start Document segment

COURT OF APPEALS

DECISION

DATED AND FILED

 

March 20, 2014

 

Diane M. Fremgen

Clerk of Court of Appeals

 

 

 

NOTICE

 

 

This opinion is subject to further editing.  If published, the official version will appear in the bound volume of the Official Reports. 

 

A party may file with the Supreme Court a petition to review an adverse decision by the Court of Appeals.  See Wis. Stat. § 808.10 and Rule 809.62. 

 

 

 

 

Appeal No. 

2013AP152-CR

Cir. Ct. No.  2011CF806

STATE OF WISCONSIN 

IN COURT OF APPEALS

 

DISTRICT I

 

 

 

 

State of Wisconsin,

 

          Plaintiff-Respondent,

 

     v.

 

Khalif A. Love,

 

          Defendant-Appellant.

 

 

 

            APPEAL from a judgment of the circuit court for Milwaukee County:  DAVID L. BOROWSKI, Judge.  Affirmed. 

            Before Sherman, Blanchard and Kloppenburg, JJ.

1        PER CURIAM.   Khalif Love appeals a conviction for second-degree reckless homicide by use of a dangerous weapon, as a party to a crime, and possession of a firearm by a felon, both as repeaters.  Love argues that the circuit court:  (1) erred by giving the lesser included jury instruction for second-degree reckless homicide; (2) violated Love’s right to a fair trial by its conduct during and after testimony given by his brother, Litwain Love; and (3) improperly denied Love’s motion for a mistrial.  Love also argues that Wisconsin “must change the way it handles felon-in-possession of a firearm trials.”  We reject Love’s arguments and affirm.

end Document segment
start Input for this task

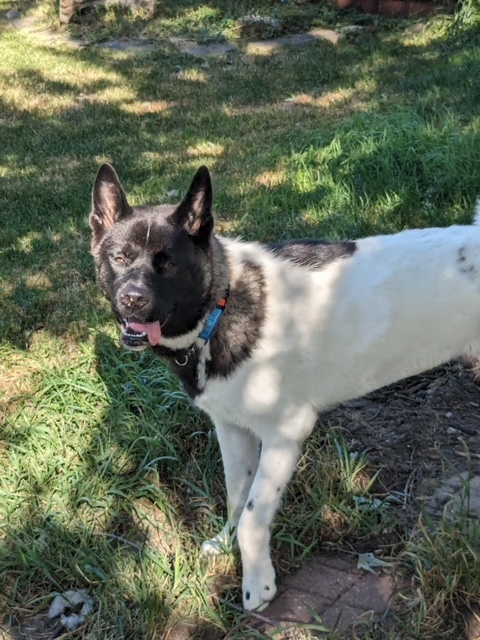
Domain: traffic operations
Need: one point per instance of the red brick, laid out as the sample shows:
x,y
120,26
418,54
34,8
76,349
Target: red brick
x,y
323,581
339,617
296,606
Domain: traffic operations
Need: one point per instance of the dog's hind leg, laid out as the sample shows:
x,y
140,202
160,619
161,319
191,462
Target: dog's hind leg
x,y
240,454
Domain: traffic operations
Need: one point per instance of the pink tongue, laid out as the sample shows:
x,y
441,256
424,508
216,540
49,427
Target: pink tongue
x,y
152,329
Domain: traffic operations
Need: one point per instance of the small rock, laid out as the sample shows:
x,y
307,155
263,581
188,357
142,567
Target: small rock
x,y
459,494
81,603
13,14
352,29
256,19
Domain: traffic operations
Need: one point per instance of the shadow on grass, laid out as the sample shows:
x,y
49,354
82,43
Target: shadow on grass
x,y
266,126
158,117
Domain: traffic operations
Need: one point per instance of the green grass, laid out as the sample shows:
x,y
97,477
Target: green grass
x,y
110,480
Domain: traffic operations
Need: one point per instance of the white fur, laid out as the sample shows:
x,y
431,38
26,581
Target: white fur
x,y
399,305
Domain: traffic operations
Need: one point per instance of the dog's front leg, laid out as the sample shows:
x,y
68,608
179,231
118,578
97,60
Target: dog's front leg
x,y
277,463
240,453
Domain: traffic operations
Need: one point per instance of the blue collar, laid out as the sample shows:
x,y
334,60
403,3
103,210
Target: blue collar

end Input for this task

Exercise requirements |
1. According to the court opinion, on what date was the decision filed?
2. Reproduce all of the labeling entries word for word, leaving out the pictures.
The court opinion and the labeling entries are unrelated materials.

Solution set |
1. March 20, 2014.

2.
Domain: traffic operations
Need: one point per instance of the red brick, laid out as the sample shows:
x,y
120,26
418,54
34,8
76,349
Target: red brick
x,y
323,581
339,617
296,606
Domain: traffic operations
Need: one point per instance of the dog's hind leg, laid out as the sample shows:
x,y
140,202
160,619
161,319
191,462
Target: dog's hind leg
x,y
240,454
Domain: traffic operations
Need: one point per instance of the pink tongue, laid out as the sample shows:
x,y
441,256
424,508
216,540
49,427
Target: pink tongue
x,y
152,329
Domain: traffic operations
Need: one point per instance of the small rock, laid out as the sample shows:
x,y
307,155
263,581
188,357
142,567
Target: small rock
x,y
459,494
81,603
13,14
352,29
256,19
Domain: traffic operations
Need: one point per instance of the shadow on grass, laid out as the sample shows:
x,y
49,354
82,43
Target: shadow on grass
x,y
266,126
158,117
Domain: traffic operations
Need: one point per instance of the green grass, laid out as the sample shows:
x,y
97,477
Target: green grass
x,y
110,480
Domain: traffic operations
Need: one point per instance of the white fur, laid out as the sample shows:
x,y
431,38
26,581
Target: white fur
x,y
399,305
Domain: traffic operations
Need: one point per instance of the dog's front leg, laid out as the sample shows:
x,y
68,608
179,231
118,578
97,60
Target: dog's front leg
x,y
277,463
240,453
Domain: traffic operations
Need: one point per instance of the blue collar, laid out as the sample shows:
x,y
334,60
403,3
103,210
Target: blue collar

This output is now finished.